[LISTED ENTRIES]

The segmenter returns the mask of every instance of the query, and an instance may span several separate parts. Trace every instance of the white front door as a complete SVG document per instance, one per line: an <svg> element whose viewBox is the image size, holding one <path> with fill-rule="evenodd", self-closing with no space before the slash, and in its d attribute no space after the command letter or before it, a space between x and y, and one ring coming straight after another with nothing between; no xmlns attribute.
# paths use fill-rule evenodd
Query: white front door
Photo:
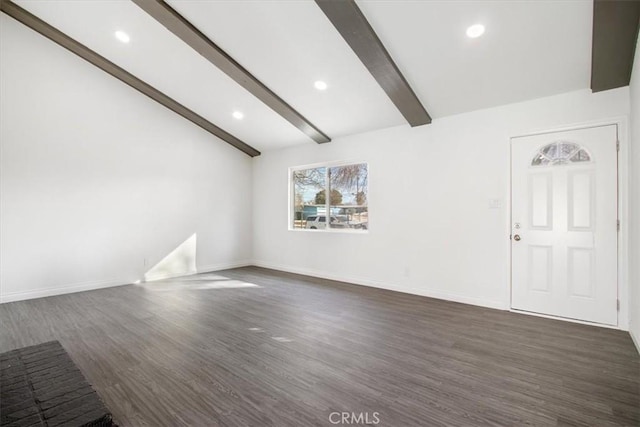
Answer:
<svg viewBox="0 0 640 427"><path fill-rule="evenodd" d="M511 140L511 307L617 325L617 126Z"/></svg>

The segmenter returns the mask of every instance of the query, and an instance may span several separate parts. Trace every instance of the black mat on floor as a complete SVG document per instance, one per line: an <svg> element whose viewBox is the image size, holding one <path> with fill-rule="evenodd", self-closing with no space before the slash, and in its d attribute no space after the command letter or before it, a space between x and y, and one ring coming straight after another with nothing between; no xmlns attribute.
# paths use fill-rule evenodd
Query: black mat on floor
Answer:
<svg viewBox="0 0 640 427"><path fill-rule="evenodd" d="M0 426L116 426L58 341L0 354Z"/></svg>

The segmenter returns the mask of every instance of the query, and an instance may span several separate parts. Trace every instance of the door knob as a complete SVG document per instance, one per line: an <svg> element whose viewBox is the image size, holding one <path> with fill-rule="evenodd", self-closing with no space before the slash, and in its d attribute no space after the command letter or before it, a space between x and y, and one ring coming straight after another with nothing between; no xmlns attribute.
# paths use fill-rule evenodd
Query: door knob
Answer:
<svg viewBox="0 0 640 427"><path fill-rule="evenodd" d="M513 240L515 240L516 242L520 241L520 235L516 234L515 236L513 236Z"/></svg>

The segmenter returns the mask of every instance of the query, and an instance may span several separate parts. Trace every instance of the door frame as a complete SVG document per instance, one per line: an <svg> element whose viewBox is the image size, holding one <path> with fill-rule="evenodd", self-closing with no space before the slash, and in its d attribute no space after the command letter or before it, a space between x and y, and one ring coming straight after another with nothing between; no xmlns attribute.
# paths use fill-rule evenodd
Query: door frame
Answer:
<svg viewBox="0 0 640 427"><path fill-rule="evenodd" d="M513 170L512 170L512 152L513 152L513 143L514 139L521 138L525 136L535 136L535 135L544 135L548 133L556 133L563 131L572 131L572 130L580 130L580 129L589 129L594 127L601 126L616 126L616 133L619 143L619 149L617 152L618 159L618 168L617 168L617 185L618 185L618 197L617 197L617 208L618 208L618 219L620 220L620 231L617 235L618 242L618 253L617 253L617 294L619 301L619 309L618 309L618 323L617 325L604 325L600 323L587 322L583 320L576 319L568 319L565 317L559 316L550 316L542 313L533 313L523 310L518 310L513 308L512 294L513 294L513 274L512 274L512 263L513 263L513 254L512 254L512 245L511 245L511 224L512 224L512 191L513 191ZM628 268L629 268L629 210L628 210L628 200L629 200L629 126L628 126L628 118L626 116L613 117L609 119L603 120L594 120L588 122L580 122L572 125L566 126L557 126L557 127L549 127L538 130L532 130L529 132L522 133L513 133L509 137L509 156L508 156L508 170L509 170L509 179L508 179L508 190L507 190L507 205L508 205L508 215L507 215L507 250L509 253L509 262L508 262L508 278L509 278L509 286L507 300L508 310L514 313L526 314L537 317L545 317L551 319L564 320L567 322L573 323L581 323L592 326L599 326L603 328L613 328L613 329L621 329L628 331L629 330L629 281L628 281Z"/></svg>

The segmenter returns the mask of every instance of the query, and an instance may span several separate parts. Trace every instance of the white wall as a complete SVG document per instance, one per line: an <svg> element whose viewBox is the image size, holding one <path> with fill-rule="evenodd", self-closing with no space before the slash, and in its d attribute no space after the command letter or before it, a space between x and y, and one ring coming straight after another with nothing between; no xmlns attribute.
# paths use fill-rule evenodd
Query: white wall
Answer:
<svg viewBox="0 0 640 427"><path fill-rule="evenodd" d="M2 301L249 262L248 156L0 19Z"/></svg>
<svg viewBox="0 0 640 427"><path fill-rule="evenodd" d="M510 137L628 113L628 88L584 90L414 129L402 126L264 153L254 159L254 261L508 308ZM369 233L288 231L288 168L336 160L369 162ZM500 199L502 207L490 209L491 199ZM626 315L623 308L623 328Z"/></svg>
<svg viewBox="0 0 640 427"><path fill-rule="evenodd" d="M631 75L629 332L640 351L640 46Z"/></svg>

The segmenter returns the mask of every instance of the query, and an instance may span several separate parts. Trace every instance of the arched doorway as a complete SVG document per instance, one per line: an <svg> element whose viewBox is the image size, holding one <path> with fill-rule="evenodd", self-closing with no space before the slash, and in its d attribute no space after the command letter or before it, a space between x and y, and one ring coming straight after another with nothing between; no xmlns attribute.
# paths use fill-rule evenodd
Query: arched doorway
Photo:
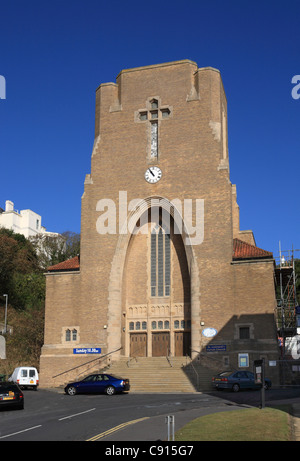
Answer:
<svg viewBox="0 0 300 461"><path fill-rule="evenodd" d="M189 236L183 221L183 231L176 232L171 202L154 198L160 201L161 210L154 213L158 218L153 220L152 214L149 219L153 197L144 199L139 213L134 210L128 215L139 232L122 232L118 238L110 273L107 349L122 348L119 354L127 357L153 356L157 350L163 355L167 350L173 356L191 352L193 356L200 347L198 264L193 247L186 243ZM151 232L160 226L159 216L164 211L170 217L170 294L165 291L164 296L151 296ZM161 340L163 346L160 342L156 347L154 343Z"/></svg>
<svg viewBox="0 0 300 461"><path fill-rule="evenodd" d="M191 349L190 275L180 234L162 209L144 211L127 248L122 284L124 348L131 357L183 356ZM142 224L141 224L142 223Z"/></svg>

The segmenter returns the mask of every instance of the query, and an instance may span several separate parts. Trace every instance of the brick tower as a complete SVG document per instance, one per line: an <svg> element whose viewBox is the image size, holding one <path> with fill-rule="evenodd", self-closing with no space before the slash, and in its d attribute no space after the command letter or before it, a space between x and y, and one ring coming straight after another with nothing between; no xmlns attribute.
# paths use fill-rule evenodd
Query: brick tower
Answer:
<svg viewBox="0 0 300 461"><path fill-rule="evenodd" d="M220 72L183 60L100 85L80 258L47 273L41 383L78 349L274 360L274 307L272 254L239 229Z"/></svg>

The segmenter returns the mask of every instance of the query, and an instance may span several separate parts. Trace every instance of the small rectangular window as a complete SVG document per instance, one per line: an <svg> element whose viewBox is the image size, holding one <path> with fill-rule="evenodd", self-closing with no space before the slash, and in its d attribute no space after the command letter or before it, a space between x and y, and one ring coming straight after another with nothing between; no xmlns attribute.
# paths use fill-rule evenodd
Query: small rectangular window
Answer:
<svg viewBox="0 0 300 461"><path fill-rule="evenodd" d="M170 115L169 109L162 109L161 110L161 115L162 115L162 118L168 118L169 115Z"/></svg>
<svg viewBox="0 0 300 461"><path fill-rule="evenodd" d="M240 339L250 339L249 327L240 327Z"/></svg>
<svg viewBox="0 0 300 461"><path fill-rule="evenodd" d="M144 121L147 120L147 112L141 112L140 113L140 120Z"/></svg>

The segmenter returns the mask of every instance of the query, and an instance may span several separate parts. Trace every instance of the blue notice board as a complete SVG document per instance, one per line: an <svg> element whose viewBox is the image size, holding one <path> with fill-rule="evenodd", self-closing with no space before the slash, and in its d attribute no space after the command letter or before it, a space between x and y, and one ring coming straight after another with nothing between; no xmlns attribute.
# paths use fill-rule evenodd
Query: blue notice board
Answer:
<svg viewBox="0 0 300 461"><path fill-rule="evenodd" d="M226 351L226 344L210 344L206 346L206 352Z"/></svg>
<svg viewBox="0 0 300 461"><path fill-rule="evenodd" d="M75 347L73 354L101 354L100 347Z"/></svg>

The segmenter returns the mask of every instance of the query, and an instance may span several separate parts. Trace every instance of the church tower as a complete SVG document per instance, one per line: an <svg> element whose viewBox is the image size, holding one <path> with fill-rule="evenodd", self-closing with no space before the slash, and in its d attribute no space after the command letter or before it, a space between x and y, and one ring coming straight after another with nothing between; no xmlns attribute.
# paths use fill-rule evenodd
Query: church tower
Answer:
<svg viewBox="0 0 300 461"><path fill-rule="evenodd" d="M183 60L101 84L80 258L47 274L45 382L86 360L80 348L194 358L214 343L237 361L256 314L277 353L272 255L239 230L235 197L218 70Z"/></svg>

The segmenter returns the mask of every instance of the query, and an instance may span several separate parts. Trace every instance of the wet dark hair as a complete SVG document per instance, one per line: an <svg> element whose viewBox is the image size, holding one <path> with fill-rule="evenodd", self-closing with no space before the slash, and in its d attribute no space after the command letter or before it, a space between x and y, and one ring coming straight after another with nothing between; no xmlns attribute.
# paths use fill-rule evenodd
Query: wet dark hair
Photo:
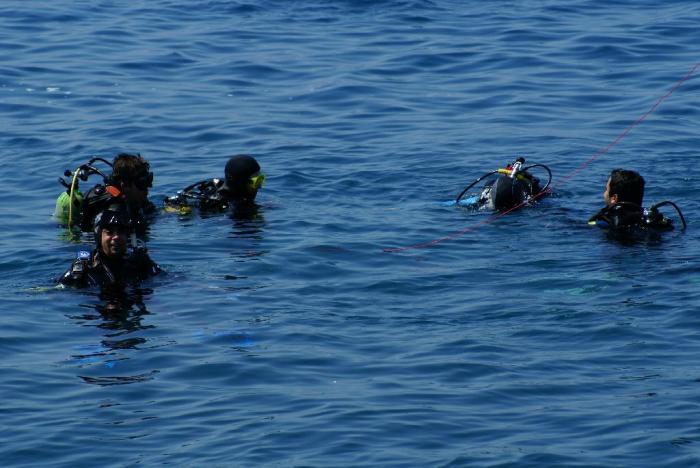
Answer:
<svg viewBox="0 0 700 468"><path fill-rule="evenodd" d="M142 179L150 184L153 180L150 168L151 165L140 154L120 153L112 163L112 181L122 187L125 184L136 184Z"/></svg>
<svg viewBox="0 0 700 468"><path fill-rule="evenodd" d="M644 199L644 177L627 169L613 169L610 173L608 196L617 195L618 202L642 205Z"/></svg>

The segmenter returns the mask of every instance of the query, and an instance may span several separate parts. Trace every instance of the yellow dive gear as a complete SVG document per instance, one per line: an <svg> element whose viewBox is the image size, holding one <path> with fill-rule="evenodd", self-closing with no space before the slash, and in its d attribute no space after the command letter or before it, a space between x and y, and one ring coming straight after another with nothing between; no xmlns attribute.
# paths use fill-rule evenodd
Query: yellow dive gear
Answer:
<svg viewBox="0 0 700 468"><path fill-rule="evenodd" d="M263 174L262 172L258 172L257 175L254 175L250 178L250 182L248 182L248 185L254 190L260 189L263 185L265 185L265 174Z"/></svg>
<svg viewBox="0 0 700 468"><path fill-rule="evenodd" d="M71 206L71 196L68 192L63 192L56 199L56 209L53 212L53 217L59 224L70 225L72 223L73 212L80 209L80 204L83 202L83 194L78 190L73 191Z"/></svg>

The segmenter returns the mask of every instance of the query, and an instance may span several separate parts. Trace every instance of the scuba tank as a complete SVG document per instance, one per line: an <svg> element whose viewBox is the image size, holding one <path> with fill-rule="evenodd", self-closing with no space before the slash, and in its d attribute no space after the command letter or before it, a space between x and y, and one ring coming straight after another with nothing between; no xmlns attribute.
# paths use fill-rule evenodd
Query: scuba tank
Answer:
<svg viewBox="0 0 700 468"><path fill-rule="evenodd" d="M77 215L80 213L80 205L82 203L83 194L80 193L78 184L76 183L73 189L68 185L66 190L56 199L53 218L61 225L70 226L73 224L73 214Z"/></svg>
<svg viewBox="0 0 700 468"><path fill-rule="evenodd" d="M484 179L489 179L484 185L481 194L470 198L472 205L488 207L491 210L505 211L527 203L530 199L546 192L552 182L552 171L544 164L531 164L525 166L525 159L517 158L505 168L487 172L467 185L457 196L455 203L460 205L465 195L476 184ZM529 170L542 168L547 172L548 180L544 187L540 187L540 180L534 177Z"/></svg>

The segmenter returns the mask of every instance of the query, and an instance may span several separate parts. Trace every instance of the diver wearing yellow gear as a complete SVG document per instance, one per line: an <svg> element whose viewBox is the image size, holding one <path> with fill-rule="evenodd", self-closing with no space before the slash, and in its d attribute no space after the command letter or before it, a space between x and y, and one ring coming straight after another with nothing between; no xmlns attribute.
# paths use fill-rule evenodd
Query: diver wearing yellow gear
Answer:
<svg viewBox="0 0 700 468"><path fill-rule="evenodd" d="M252 205L265 183L260 164L248 155L233 156L226 163L225 179L196 182L165 199L165 209L188 213L192 207L202 211L223 211L229 206Z"/></svg>

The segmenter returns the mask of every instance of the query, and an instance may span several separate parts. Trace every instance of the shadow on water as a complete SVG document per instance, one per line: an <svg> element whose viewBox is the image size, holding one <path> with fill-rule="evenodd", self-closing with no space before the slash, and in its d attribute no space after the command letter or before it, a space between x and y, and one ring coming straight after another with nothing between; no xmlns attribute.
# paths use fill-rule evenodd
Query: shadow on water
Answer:
<svg viewBox="0 0 700 468"><path fill-rule="evenodd" d="M246 203L235 205L229 212L233 222L232 237L262 240L265 228L265 216L260 205Z"/></svg>
<svg viewBox="0 0 700 468"><path fill-rule="evenodd" d="M222 210L200 210L179 215L182 222L191 221L193 217L201 219L228 216L233 222L232 237L262 239L261 233L265 227L265 216L262 206L253 203L236 203Z"/></svg>
<svg viewBox="0 0 700 468"><path fill-rule="evenodd" d="M119 361L129 359L123 356L124 351L138 350L147 342L146 338L134 335L143 330L155 328L154 325L143 323L145 317L150 314L144 300L152 293L151 289L102 288L96 294L97 303L80 304L79 307L89 311L68 317L78 325L102 330L103 338L99 344L79 346L76 348L77 353L71 355L71 358L76 360L80 367L97 366L103 372L111 372ZM79 375L79 377L89 384L124 385L150 380L158 372L153 370L137 375Z"/></svg>
<svg viewBox="0 0 700 468"><path fill-rule="evenodd" d="M650 228L601 229L601 235L612 245L661 249L672 239L685 234L685 229L657 230Z"/></svg>
<svg viewBox="0 0 700 468"><path fill-rule="evenodd" d="M260 205L257 203L235 206L229 212L229 219L232 222L230 239L237 239L245 242L240 249L230 252L230 257L236 263L247 262L249 260L263 257L267 252L260 249L265 230L265 217ZM247 280L245 275L224 275L226 280ZM237 291L252 291L256 286L239 285L234 288Z"/></svg>

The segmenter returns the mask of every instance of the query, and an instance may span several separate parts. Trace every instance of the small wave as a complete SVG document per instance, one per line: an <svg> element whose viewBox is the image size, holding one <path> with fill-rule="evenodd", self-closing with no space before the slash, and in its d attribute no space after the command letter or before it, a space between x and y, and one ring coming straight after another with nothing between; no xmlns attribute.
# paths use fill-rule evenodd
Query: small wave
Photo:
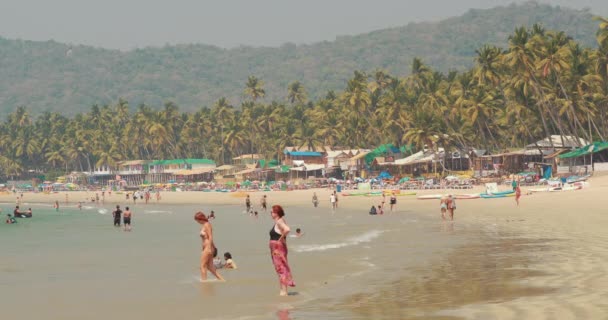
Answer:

[/LISTED ENTRIES]

THE TASK: Where a line of the entries contains "hair", report that line.

WRITTEN RESPONSE:
The segmenter returns the mask of every instance of the query, and an instance may span several separate parts. Trace every instance of the wet dark hair as a complete SVG document per instance, one per line: an <svg> element whose viewBox is the image size, holding one <path> with fill-rule="evenodd", self-closing with no space before the slash, and in its d attribute no space after the command letter or before it, a space between x and y, and one ring coming straight after another with nothing between; no xmlns attribute.
Query: wet dark hair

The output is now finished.